>> Start Entries supplied

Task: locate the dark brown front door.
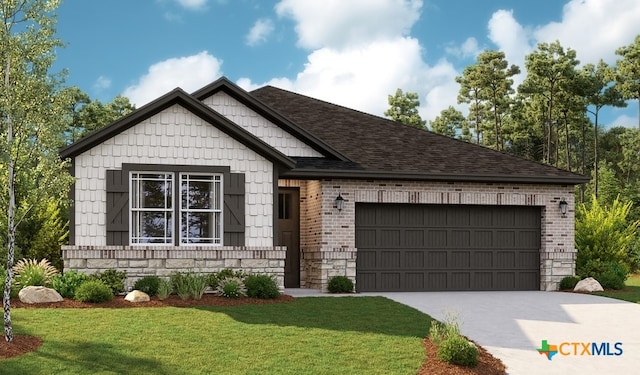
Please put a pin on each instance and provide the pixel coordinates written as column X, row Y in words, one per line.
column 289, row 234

>> End Entries supplied
>> Start Entries supplied

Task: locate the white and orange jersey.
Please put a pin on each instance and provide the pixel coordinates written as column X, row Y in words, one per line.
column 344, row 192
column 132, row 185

>> End Entries supplied

* What is needed: Write out the stretch of items from the line containing "Task: locate the dark brown front door." through the line containing "column 289, row 234", both lines included, with each line reproduced verbatim and the pictures omitted.

* Response:
Task: locate the dark brown front door.
Please put a pin on each instance and provide the pixel coordinates written as column X, row Y in words, one per line.
column 289, row 234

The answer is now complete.